— Input for this task —
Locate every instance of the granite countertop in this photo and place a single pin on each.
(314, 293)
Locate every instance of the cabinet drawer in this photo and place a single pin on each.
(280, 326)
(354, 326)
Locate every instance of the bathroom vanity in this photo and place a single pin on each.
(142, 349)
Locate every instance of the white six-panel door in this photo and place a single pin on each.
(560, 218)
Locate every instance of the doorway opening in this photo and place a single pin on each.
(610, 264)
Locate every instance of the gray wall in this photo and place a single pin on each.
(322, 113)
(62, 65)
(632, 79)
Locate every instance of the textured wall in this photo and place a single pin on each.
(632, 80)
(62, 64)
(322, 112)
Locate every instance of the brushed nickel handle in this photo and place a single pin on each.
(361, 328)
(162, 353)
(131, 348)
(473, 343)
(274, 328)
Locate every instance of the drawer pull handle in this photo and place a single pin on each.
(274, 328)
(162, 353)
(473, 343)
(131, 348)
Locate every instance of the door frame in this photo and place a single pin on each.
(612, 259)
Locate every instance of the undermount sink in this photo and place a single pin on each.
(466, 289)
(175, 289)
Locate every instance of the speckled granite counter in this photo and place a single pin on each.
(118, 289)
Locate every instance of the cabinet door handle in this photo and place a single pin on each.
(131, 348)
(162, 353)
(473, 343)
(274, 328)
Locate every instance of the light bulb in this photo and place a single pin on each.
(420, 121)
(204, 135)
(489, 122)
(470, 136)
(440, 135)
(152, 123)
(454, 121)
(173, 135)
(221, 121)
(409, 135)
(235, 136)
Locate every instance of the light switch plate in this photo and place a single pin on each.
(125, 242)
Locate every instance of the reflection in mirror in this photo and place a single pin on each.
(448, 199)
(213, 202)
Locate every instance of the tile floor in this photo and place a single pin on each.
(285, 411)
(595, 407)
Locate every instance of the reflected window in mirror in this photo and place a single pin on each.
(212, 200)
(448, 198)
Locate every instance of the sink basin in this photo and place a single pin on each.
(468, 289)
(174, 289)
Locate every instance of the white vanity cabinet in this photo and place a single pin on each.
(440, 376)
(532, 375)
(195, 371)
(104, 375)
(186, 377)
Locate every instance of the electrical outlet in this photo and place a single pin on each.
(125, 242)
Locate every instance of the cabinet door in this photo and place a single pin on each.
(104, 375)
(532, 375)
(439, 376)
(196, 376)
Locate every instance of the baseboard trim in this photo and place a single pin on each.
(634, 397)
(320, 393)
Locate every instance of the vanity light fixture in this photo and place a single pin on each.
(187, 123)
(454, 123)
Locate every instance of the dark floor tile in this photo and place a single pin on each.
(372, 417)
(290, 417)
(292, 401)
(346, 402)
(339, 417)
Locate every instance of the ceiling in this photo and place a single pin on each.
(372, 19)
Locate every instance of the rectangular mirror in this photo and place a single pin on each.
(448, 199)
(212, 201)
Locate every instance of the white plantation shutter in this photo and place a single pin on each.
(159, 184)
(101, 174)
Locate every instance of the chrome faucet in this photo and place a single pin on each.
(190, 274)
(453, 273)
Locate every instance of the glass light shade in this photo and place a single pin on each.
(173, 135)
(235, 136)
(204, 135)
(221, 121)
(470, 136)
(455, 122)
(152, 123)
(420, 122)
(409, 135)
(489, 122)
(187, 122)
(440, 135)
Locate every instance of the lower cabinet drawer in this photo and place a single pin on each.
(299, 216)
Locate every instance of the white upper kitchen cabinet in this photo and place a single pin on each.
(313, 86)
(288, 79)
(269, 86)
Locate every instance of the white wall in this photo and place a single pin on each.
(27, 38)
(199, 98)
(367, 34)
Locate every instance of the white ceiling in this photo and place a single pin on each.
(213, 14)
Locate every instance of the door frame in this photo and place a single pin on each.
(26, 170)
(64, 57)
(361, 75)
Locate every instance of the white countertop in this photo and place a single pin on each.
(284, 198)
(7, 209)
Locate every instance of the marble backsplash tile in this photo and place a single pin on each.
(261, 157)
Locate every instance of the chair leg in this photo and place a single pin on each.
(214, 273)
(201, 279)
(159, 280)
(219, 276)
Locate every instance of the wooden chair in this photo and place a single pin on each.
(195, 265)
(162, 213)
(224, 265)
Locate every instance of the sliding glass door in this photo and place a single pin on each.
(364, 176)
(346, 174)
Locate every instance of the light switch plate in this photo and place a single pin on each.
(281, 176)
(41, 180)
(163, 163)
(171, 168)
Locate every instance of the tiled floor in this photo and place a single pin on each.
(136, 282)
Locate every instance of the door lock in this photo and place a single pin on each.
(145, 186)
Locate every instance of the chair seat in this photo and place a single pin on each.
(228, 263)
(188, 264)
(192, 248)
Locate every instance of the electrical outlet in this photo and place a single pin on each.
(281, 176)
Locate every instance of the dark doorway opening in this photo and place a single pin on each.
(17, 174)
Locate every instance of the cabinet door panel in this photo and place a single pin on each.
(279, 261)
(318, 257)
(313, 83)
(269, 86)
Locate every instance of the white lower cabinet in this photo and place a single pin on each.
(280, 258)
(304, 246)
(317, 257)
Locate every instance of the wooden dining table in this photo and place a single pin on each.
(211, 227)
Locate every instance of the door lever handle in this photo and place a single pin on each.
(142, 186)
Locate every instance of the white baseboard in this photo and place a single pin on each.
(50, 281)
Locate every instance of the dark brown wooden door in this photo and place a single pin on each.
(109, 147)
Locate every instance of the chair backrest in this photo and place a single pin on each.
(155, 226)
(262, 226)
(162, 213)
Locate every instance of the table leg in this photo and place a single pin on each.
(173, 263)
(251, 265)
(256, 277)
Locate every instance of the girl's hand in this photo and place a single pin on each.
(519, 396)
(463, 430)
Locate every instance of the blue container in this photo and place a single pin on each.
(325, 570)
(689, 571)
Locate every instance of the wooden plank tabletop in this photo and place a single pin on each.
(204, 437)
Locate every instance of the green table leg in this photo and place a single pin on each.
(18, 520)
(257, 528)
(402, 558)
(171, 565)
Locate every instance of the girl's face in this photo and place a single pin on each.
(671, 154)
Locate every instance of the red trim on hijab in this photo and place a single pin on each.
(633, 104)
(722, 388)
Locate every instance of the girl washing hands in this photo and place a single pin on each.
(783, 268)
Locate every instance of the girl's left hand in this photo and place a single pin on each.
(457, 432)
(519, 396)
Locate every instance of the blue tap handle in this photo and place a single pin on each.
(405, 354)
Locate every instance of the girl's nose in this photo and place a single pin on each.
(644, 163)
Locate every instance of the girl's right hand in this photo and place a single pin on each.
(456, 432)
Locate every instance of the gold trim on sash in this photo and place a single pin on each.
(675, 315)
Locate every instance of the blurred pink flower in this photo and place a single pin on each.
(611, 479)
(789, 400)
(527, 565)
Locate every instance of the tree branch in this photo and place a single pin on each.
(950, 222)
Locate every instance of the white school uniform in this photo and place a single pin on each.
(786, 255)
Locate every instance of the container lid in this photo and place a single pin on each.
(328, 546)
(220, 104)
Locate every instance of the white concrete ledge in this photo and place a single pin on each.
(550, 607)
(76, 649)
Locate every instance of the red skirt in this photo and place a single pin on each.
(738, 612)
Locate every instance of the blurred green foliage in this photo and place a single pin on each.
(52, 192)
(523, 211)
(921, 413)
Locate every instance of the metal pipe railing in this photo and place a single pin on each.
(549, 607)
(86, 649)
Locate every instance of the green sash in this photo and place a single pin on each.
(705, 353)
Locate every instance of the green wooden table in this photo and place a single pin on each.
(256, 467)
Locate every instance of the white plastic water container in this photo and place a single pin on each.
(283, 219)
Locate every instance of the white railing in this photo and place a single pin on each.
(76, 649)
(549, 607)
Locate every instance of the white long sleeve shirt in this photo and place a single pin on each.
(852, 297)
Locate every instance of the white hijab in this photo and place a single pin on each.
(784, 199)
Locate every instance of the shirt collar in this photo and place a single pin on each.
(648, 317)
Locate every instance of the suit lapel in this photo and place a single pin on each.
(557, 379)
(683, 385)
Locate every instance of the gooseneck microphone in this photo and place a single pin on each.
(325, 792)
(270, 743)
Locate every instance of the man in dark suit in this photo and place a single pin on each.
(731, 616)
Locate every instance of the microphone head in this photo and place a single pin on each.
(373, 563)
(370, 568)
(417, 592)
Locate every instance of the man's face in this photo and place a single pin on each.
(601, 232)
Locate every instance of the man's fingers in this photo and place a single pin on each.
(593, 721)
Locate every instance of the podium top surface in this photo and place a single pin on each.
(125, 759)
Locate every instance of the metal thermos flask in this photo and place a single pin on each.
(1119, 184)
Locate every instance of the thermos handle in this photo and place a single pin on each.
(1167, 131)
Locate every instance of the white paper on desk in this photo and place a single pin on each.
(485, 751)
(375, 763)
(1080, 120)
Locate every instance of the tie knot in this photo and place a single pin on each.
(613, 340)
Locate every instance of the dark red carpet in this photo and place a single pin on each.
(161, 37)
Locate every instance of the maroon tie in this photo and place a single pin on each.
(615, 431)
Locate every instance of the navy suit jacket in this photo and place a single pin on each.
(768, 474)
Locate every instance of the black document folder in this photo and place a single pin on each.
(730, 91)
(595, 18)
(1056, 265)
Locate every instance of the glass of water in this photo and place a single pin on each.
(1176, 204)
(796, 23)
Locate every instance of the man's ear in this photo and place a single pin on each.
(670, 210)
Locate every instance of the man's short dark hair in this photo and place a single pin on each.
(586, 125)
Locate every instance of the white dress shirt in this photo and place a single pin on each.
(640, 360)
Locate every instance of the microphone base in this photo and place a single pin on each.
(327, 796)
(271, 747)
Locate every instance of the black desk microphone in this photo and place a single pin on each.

— Short exercise —
Copy out the records above word for word, from the line containing "Locate every instance of the microphone base" through the end of the records.

— The response —
Locate every instance of the microphone base in this photo and place a single pin on each.
(327, 796)
(271, 747)
Locate every instance of the black desk microphone in this photo and place a single pin on each.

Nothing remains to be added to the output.